Plot Performance Measures for Various Classifications
performancePlot.Rd
Draws a graphical summary of a particular performance measure for a list of classifications
Usage
# S4 method for ClassifyResult
performancePlot(results, ...)
# S4 method for list
performancePlot(
results,
metric = "auto",
characteristicsList = list(x = "auto"),
aggregate = character(),
coloursList = list(),
alpha = 1,
orderingList = list(),
densityStyle = c("box", "violin"),
yLimits = NULL,
fontSizes = c(24, 16, 12, 12),
title = NULL,
margin = grid::unit(c(1, 1, 1, 1), "lines"),
rotate90 = FALSE,
showLegend = TRUE
)
Arguments
- results
A list of
ClassifyResult
objects.- ...
Not used by end user.
- metric
Default:
"auto"

#### WORK REQUEST
Please pick up the performancePlot documentation above after its last line, the "auto" default for metric, and continue it.

#### THE DATA
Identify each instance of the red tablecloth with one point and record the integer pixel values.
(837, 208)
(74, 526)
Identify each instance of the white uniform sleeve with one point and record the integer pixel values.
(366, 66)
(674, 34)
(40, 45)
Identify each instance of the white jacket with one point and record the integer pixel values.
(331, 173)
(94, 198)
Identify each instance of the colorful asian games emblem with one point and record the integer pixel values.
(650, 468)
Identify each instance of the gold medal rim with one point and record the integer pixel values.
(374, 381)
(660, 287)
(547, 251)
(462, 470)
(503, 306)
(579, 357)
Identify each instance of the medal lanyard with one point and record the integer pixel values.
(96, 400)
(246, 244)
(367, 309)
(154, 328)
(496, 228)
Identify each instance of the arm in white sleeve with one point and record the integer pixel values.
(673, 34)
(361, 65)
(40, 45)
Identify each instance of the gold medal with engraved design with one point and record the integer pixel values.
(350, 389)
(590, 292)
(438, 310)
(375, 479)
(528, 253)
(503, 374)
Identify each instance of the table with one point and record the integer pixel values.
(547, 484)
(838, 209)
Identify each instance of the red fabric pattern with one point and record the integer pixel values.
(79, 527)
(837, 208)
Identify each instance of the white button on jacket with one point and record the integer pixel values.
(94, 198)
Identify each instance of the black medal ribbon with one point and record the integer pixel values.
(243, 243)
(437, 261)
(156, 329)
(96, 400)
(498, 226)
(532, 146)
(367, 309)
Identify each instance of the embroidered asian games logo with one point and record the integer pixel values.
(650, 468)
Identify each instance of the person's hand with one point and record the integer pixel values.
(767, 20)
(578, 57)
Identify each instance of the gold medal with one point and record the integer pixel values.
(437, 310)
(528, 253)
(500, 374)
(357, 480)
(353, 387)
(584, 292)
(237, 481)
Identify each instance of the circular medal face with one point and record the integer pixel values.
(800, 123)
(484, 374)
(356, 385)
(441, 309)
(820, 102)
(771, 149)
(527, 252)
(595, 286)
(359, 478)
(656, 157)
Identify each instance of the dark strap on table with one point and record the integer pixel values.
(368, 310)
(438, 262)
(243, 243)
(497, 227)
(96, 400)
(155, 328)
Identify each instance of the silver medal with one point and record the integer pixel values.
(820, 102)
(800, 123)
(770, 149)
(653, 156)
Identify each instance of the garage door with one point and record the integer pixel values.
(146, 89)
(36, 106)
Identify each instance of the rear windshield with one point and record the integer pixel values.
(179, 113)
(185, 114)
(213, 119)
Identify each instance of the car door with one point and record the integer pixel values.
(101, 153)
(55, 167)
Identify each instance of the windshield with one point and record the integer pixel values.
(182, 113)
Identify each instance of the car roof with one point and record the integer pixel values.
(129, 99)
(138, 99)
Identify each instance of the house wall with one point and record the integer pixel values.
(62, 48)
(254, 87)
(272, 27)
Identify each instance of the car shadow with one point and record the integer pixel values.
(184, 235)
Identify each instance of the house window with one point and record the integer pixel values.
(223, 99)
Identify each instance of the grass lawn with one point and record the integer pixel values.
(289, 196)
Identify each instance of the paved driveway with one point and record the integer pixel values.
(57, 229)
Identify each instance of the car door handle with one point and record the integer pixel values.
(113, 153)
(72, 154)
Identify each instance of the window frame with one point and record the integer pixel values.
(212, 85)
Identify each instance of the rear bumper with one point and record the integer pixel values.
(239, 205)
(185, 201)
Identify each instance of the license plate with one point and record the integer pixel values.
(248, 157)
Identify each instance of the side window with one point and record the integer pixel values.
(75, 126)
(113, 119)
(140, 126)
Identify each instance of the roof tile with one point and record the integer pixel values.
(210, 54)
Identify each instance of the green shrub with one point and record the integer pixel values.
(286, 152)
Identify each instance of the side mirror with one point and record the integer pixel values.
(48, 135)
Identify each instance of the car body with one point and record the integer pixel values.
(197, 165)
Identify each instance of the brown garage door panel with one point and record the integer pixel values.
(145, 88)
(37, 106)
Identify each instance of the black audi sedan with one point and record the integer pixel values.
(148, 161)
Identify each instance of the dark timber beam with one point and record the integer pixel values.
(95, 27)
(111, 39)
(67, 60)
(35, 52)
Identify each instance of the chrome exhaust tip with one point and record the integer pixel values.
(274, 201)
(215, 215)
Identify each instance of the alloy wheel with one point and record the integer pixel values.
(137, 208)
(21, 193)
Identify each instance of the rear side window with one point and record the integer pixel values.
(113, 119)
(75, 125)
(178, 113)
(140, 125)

==

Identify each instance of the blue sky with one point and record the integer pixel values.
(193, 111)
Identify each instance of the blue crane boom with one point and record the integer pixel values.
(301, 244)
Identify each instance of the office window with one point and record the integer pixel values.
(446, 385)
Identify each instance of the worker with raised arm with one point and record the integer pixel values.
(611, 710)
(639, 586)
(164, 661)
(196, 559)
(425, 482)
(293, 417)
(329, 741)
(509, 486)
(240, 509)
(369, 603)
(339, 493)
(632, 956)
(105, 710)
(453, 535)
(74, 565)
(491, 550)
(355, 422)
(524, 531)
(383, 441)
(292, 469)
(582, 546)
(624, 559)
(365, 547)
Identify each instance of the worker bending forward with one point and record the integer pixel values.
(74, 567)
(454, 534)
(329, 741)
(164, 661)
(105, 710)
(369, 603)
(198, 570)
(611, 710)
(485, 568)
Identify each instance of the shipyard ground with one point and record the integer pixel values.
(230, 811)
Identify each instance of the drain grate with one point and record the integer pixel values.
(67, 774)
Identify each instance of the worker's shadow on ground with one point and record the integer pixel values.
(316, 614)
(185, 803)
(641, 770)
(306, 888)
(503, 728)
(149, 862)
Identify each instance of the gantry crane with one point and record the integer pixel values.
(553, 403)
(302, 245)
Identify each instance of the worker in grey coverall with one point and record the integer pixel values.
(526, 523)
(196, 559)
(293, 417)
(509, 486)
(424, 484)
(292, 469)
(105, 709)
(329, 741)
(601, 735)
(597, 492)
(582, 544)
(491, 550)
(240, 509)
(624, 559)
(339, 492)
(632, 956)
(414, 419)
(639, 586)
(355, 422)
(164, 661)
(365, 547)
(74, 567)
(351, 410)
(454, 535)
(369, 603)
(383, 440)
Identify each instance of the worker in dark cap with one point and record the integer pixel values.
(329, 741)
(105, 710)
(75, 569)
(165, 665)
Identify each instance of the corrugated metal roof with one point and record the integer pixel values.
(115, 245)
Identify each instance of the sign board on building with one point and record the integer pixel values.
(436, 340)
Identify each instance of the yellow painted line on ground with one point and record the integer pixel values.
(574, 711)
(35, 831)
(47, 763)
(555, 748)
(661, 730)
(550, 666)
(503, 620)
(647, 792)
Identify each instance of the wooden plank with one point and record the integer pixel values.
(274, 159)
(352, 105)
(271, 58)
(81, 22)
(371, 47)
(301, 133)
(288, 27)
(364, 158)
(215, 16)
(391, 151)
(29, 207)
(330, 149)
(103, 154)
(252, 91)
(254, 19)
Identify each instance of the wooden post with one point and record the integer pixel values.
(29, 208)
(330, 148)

#### WRITTEN RESPONSE
. The name of the performance measure or "auto". If the results are classification then balanced accuracy will be displayed. Otherwise, the results would be survival risk predictions and then C-index will be displayed. This is one of the names printed in the Performance Measures field when aClassifyResult
object is printed, or if none are stored, the performance metric will be calculated automatically.- characteristicsList
A named list of characteristics. Each element's name must be one of
"x"
,"row"
,"column"
,"fillColour"
, or"lineColour"
. The value of each element must be a characteristic name, as stored in the"characteristic"
column of the results' characteristics table. Only"x"
is mandatory. It is"auto"
by default, which will identify a characteristic that has a unique value for each element ofresults
."x"
represents a characteristic which will form the x-axis of the plot."row"
and"column"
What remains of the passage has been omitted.